My Friends, The hours of life are quickly slipping through the hourglass. The Lord has appointed for us a certain amount of life and each of us is moving towards that moment when we will draw our last breath.
None of us know when the tides of death will sweep in upon us. But we all know that it is inevitable. As they say, there are only two realities in life: Death and taxes.
But not so with death. You cannot trick it and you cannot be so clever as to out maneuver it. While it might be put off for a good while, at some point it will have you cornered.
The Scripture tells us that it is appointed for man to die once and then face judgment. Once our eyes close, we will awaken to a new existence. We will appear before God and we will find what our fate will be for the rest of eternity.
And what we should experience in that new state is dependent upon what we find in this passage this morning. Our text today is one of the most grave of all of Scripture. It is one that I believe is of the utmost importance for our day.
It lays out for us what I would like to call the “lost” doctrine of repentance. Repentance is something that our culture knows virtually nothing about. And unfortunately, there are relatively few in the church today that understand it. To most Christians it is nothing more than a dusty relic that you may read about in some puritan age pieces of literature.
But this doctrine is the key that unlocks the dismal door of death. As Christ speaks here he lays forth for us the need and nature of true repentance. And he reminds us that if we fail to give adequate attention to this doctrine, then we fail to rightly prepare for that last bell that will toll for our lives.
In order to rightly prepare for death, we must understand—and feel with the greatest sensibility—our great need for repentance.
I. The need for repentance
Jesus repeats it twice in this passage so as not to be mistaken, “Unless you repent, you will all likewise perish.” And in these words he seeks to awaken us to the terrible state we are in.
His original audience, of course were the jews of his day. His audience had enjoyed the favors of God and the many privileges of his covenant love. But because they had not produced any fruits of faith, they were going to face a calamity similar to the ones mentioned here. The slaying of the Galileans and the 18 that died when the tower fell upon them—these were just two events that indicated that God’s anger was roused. They were warnings, you might say—a shot across the bow, that they as a covenant people were under God’s wrath.
Jesus says, “Don’t think that they are any worse sinners than the rest of those in Galilee or Jerusalem.” In other words, all of Israel has apostatized. They are all guilty of self-righteousness and unbelief. And do not think that these events fell upon them because they were any worse sinners than the rest of you who live in Israel! “I tell you,” he says. “Unless all of you repent, you will all likewise perish.” You will all face a sudden calamity.
This, of course, came to its fulfilment in 70 AD when the Romans sacked Jerusalem. Because they persisted in their unbelief and did not give homage to God like they were supposed to, they were cut off.
But these warnings should remind us of our own need for repentance. These threats that are extended to Israel should awaken us and cause us to realize that God does not take sin lightly. He will not tolerate the one who stubbornly refuses to mend his ways to live.
But this is the classic disease for the church in America. There is very little to do with repentance and very little preaching on the need for it.
One time I was invited to speak at a Christian function. It was a basketball program. At the half time they would always have speaker come out and the intent was to share the gospel with the parents in the stands. I chose this passage as my text and I preached the need for repentance. When I was done, I took my seat. And I just happened to sit down next to the director of the program. And she said to me, “That was a great message. Thank you so much. That was just lovely. I don’t think we’ve ever heard anything about repentance before.” Then she turned around and started to watch the game. As she did so she said to herself, “Hm, repentance.”

_The data_
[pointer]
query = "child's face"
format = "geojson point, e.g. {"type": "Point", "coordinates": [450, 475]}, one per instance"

_Required tasks_
a – In the sermon on repentance, rewrite everything from "But this doctrine" down to "for our lives.", replacing "dismal" with "dark".
b – According to the sermon on repentance, at what kind of Christian event was the speaker invited to give a talk?
c – Pick up the sermon on repentance after its final sentence and carry it forward.

_Activity answers_
a –
But this doctrine is the key that unlocks the dark door of death. As Christ speaks here he lays forth for us the need and nature of true repentance. And he reminds us that if we fail to give adequate attention to this doctrine, then we fail to rightly prepare for that last bell that will toll for our lives.

b – A basketball program.

c –
But it is true, most people don’t preach such a thing. Even fewer understand the necessity of it.
I read somewhere that 80% of people think that when they die they will go to heaven. But most of those people are likely going to be rather surprised when they wake up on the other side! That’s because it takes more than dying to go to heaven. God says that if you do not repent, then you will perish—you will end up spending eternity in a place you had hoped to avoid.
And this problem is endemic within the church, of all places! We have the preaching of grace, grace, grace. But we have twisted it and made grace a license to sin.
But all need to understand that without repentance there is no escaping the wrath and curse of God. Sin is an odious thing in the eyes of God, and we should not think that God will overlook it. It is an offense to him. It violates his honor in a hideous way, and so it rouses his anger.
We have all seen the footage of a tornado on our televisions. We have seen the force of its winds and and how they sweep through a town, ravaging all that are in its way. We know the suddenness in which it can come on and the seeming anger of its nature. Such is the wrath and furry of God over sin. A man who will not repent will find that God will fall upon him with the same fierce might. His judgment will be a terror, swift and strong. One moment there will be the joys of sunny skies. But the next they will find themselves doomed.
The sirens are now being sounded; you must understand the danger of being in a state of unrepentance. All men have sinned against the Lord. All men have grieved him deeply. And the we must understand that those who are not moved to repentance are in a terrible place.
Christ’s words are words of warning, “Unless you repent, you will all likewise perish.”
Once we understand this truth and grasp how necessary repentance is, it then follows that we should consider what true repentance looks like. If repentance is so needed, what is its nature?
II. The nature of repentance
Now there is certainly a lot we can say about repentance. But here are a few observations that we can glean from out text. The word repent is used twice in our passage, in verse 3 and in verse 5. It doesn’t come out in our versions very well, but in the original language it is in a different tense. As such it has a slight nuance that we should take note of.
In verse 5 the repent is in the aroist tense. That indicates that this repentance is a singular event. A one time act. Repentance here is to be understood as an abrupt halt where one ceases from this enamored association with sin. It is to make a definitive break with this lifestyle that is contrary to God.
One commentator says that the form of the word that is found in verse 5 indicates the urgency and the immediacy of the act. It is to be so overcome by the radical evil of the thing and the danger into which it puts you that you act with haste to stop it.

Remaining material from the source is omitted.